Exercise requirements: Transcribe the lines from the one containing "[spot] the glowing" to the last line, inclusive, word for word. Include no pictures.

Dataset excerpts:
■ ■ ■ ■ ■

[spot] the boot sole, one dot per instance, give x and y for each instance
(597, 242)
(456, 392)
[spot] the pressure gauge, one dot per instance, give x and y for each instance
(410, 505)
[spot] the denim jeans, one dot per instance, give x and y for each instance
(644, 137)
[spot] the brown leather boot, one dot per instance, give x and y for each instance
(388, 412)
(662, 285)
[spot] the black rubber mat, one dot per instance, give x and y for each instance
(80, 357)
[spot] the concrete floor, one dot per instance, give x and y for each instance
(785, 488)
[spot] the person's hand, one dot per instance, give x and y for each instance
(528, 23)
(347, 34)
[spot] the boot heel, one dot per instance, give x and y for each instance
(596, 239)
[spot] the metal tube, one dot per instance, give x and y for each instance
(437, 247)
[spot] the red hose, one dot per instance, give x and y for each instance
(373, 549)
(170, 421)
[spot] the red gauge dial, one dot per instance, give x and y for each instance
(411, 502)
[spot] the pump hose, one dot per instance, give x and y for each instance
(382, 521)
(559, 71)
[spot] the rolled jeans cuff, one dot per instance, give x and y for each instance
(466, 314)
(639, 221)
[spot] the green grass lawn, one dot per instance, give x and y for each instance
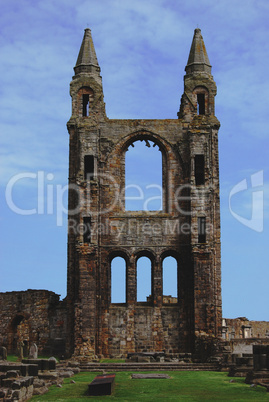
(183, 386)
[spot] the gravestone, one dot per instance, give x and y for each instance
(33, 353)
(3, 353)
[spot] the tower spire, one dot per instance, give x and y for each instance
(87, 60)
(198, 60)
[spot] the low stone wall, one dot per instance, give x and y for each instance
(32, 316)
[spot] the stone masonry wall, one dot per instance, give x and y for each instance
(32, 316)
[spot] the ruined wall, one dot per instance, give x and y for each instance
(242, 328)
(32, 316)
(97, 205)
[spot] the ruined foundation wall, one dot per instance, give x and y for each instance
(32, 316)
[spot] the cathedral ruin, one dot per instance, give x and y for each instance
(188, 222)
(186, 227)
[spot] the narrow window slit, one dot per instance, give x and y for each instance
(86, 104)
(200, 104)
(199, 173)
(87, 230)
(88, 167)
(201, 230)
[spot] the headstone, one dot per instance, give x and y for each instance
(33, 353)
(3, 353)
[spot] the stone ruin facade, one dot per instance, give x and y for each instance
(87, 322)
(101, 229)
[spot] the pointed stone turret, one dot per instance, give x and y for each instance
(199, 86)
(87, 61)
(86, 87)
(198, 59)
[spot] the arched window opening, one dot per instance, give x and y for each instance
(86, 104)
(85, 100)
(143, 281)
(170, 280)
(143, 177)
(118, 280)
(200, 104)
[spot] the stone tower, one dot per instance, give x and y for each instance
(100, 228)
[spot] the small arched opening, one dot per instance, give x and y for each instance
(170, 280)
(118, 280)
(144, 279)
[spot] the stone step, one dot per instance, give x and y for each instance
(148, 367)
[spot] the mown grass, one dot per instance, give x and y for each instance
(14, 358)
(183, 386)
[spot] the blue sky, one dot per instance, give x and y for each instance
(142, 48)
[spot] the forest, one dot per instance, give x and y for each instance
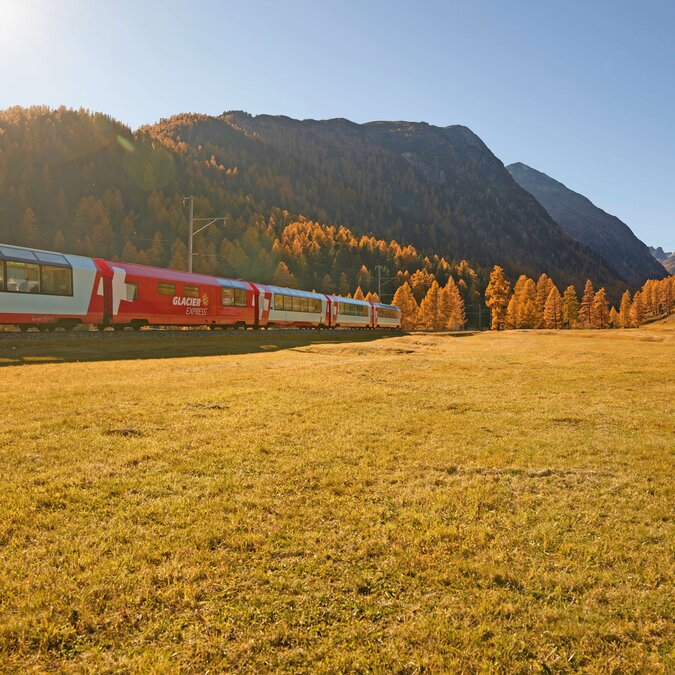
(80, 182)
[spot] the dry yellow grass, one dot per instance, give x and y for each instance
(306, 502)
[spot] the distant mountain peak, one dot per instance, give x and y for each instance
(587, 223)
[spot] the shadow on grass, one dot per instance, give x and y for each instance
(38, 348)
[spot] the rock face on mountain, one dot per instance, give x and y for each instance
(667, 259)
(590, 225)
(439, 188)
(85, 183)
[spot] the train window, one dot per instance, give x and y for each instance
(51, 258)
(17, 253)
(56, 280)
(228, 297)
(165, 288)
(240, 297)
(23, 277)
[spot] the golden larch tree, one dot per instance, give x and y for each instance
(528, 308)
(600, 310)
(553, 309)
(544, 286)
(624, 310)
(497, 298)
(405, 301)
(512, 313)
(637, 315)
(431, 314)
(452, 306)
(614, 321)
(585, 309)
(570, 307)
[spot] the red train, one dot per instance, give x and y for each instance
(50, 290)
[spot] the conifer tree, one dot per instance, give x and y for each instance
(544, 286)
(30, 235)
(624, 310)
(570, 307)
(453, 316)
(343, 284)
(283, 276)
(553, 309)
(497, 298)
(614, 320)
(405, 301)
(585, 309)
(528, 310)
(637, 316)
(512, 313)
(600, 310)
(431, 315)
(327, 285)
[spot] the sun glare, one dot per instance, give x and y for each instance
(17, 23)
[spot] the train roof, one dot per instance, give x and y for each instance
(35, 255)
(293, 292)
(177, 275)
(350, 301)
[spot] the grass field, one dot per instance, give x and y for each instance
(338, 502)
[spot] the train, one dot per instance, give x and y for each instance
(48, 290)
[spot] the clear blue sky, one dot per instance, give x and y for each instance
(584, 91)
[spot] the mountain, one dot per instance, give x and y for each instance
(665, 258)
(603, 233)
(329, 199)
(438, 188)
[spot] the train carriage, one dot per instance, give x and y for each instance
(351, 313)
(278, 306)
(387, 316)
(49, 290)
(140, 295)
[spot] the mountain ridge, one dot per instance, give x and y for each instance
(604, 233)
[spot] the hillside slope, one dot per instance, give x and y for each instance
(667, 259)
(85, 183)
(440, 189)
(600, 231)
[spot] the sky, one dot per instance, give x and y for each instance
(583, 91)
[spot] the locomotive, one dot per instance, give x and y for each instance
(50, 290)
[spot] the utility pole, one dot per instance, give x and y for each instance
(191, 230)
(191, 200)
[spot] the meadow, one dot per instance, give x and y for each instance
(333, 502)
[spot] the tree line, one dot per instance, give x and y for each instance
(541, 305)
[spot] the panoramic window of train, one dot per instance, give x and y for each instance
(228, 297)
(240, 297)
(57, 280)
(23, 277)
(165, 288)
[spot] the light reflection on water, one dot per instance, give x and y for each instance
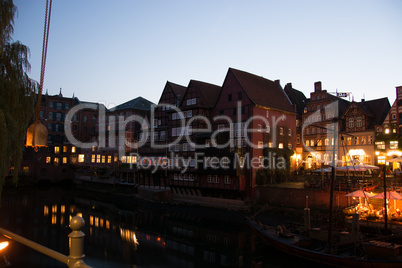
(122, 232)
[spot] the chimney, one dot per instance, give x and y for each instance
(399, 92)
(317, 86)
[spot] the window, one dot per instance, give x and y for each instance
(359, 122)
(351, 123)
(393, 145)
(380, 145)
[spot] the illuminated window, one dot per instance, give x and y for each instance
(45, 210)
(393, 145)
(380, 145)
(381, 160)
(351, 122)
(359, 122)
(25, 170)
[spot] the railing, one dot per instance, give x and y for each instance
(76, 239)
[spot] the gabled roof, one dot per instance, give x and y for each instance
(263, 92)
(297, 98)
(178, 90)
(138, 103)
(208, 93)
(378, 109)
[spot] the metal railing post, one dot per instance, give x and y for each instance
(76, 242)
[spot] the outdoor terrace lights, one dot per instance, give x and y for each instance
(3, 257)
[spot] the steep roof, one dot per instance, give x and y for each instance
(207, 92)
(177, 89)
(377, 108)
(138, 103)
(297, 98)
(262, 91)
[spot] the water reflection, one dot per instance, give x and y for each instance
(124, 232)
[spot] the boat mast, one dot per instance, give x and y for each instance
(385, 202)
(332, 183)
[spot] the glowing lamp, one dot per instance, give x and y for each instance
(3, 245)
(36, 135)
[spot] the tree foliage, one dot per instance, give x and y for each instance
(17, 92)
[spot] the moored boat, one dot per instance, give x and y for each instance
(361, 253)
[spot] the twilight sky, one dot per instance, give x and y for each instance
(113, 51)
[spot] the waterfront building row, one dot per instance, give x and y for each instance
(194, 140)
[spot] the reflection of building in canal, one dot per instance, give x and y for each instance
(200, 239)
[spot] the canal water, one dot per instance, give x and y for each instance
(122, 231)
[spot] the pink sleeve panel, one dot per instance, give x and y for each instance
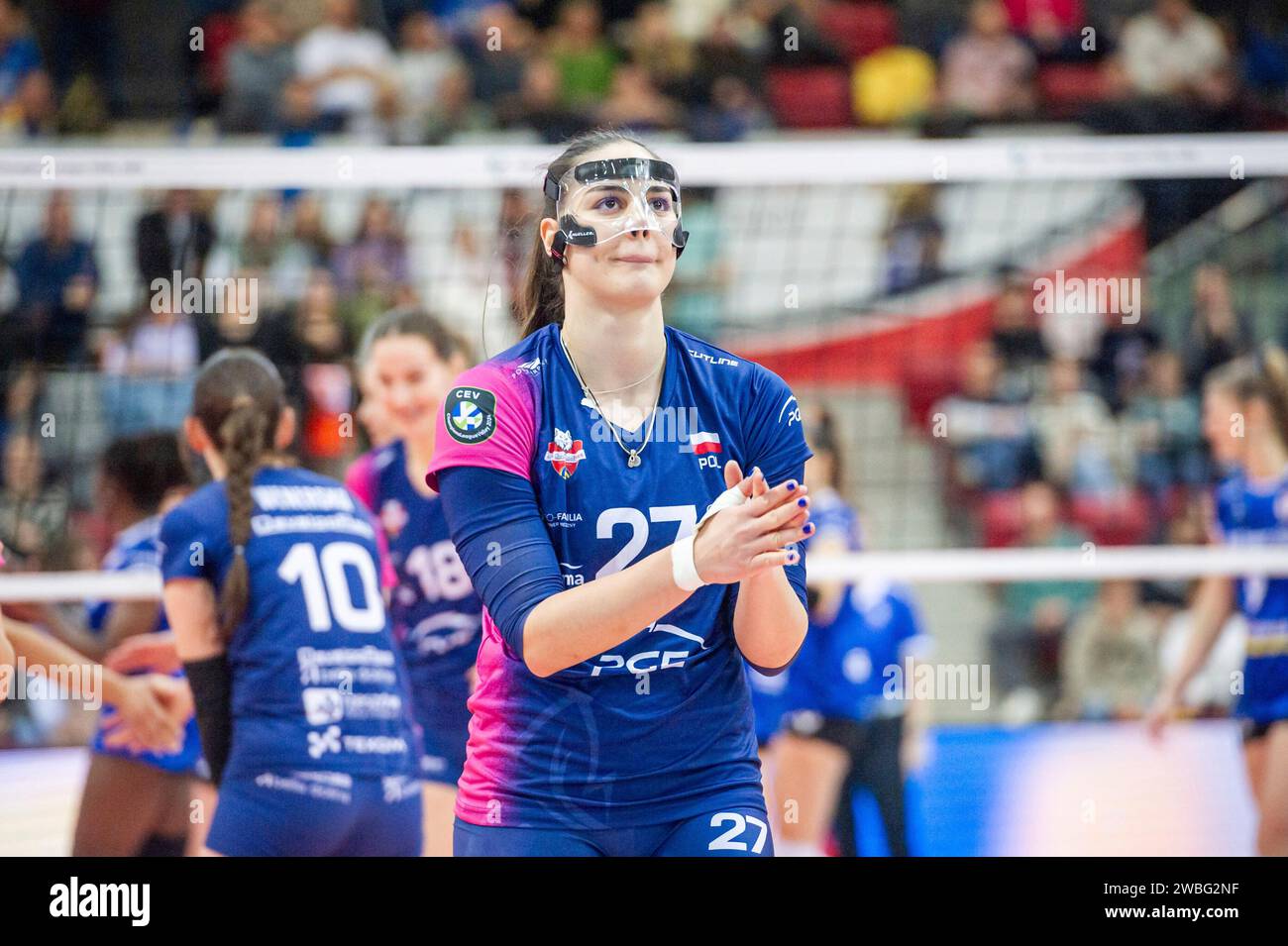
(488, 420)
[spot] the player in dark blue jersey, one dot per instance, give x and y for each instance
(846, 717)
(134, 802)
(410, 361)
(592, 480)
(271, 585)
(1245, 424)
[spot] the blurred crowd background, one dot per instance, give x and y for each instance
(429, 72)
(1059, 430)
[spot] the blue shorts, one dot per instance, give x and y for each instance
(317, 815)
(733, 832)
(445, 727)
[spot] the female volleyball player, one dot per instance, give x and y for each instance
(1245, 422)
(136, 803)
(411, 361)
(612, 714)
(150, 710)
(271, 585)
(846, 725)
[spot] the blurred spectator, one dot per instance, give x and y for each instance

■ ■ ■ ■ ■

Written answer:
[spot] the glowing lamp, one dot per instance, give x and y for each instance
(3, 245)
(36, 135)
[spot] the tree foliage, one dot per instance, give x and y for each instance
(17, 92)
[spot] the moored boat, one dot per instance, give x and y for each instance
(361, 253)
[spot] the twilight sky, one dot per instance, give x and y for each instance
(113, 51)
[spot] the waterfront building row, one dot per instance, give x and y for each instance
(194, 140)
[spot] the reflection of building in canal, one dot per instance, give x and y for each instance
(200, 239)
[spot] the canal water, one dot per instance, give x and y for each instance
(122, 231)
[spot] the pink sleeve panel, one dot per instance, give x and y for each instance
(488, 420)
[spot] the player in dark blue jersey, one dot per instance, give x and y for each instance
(846, 717)
(134, 802)
(410, 361)
(592, 480)
(271, 585)
(1245, 424)
[spot] the blurred crowd background, one dot per instance, give x and y for each instance
(429, 72)
(1059, 430)
[spot] the blue shorts, one dot per instance, give x and y for each instance
(317, 815)
(733, 832)
(445, 727)
[spot] the female volleyball player, one dot per instance, give x and y for each instance
(1245, 422)
(136, 803)
(411, 361)
(612, 714)
(150, 710)
(271, 585)
(846, 725)
[spot] the blurred spectator, one dot per instance, give x and y for each instance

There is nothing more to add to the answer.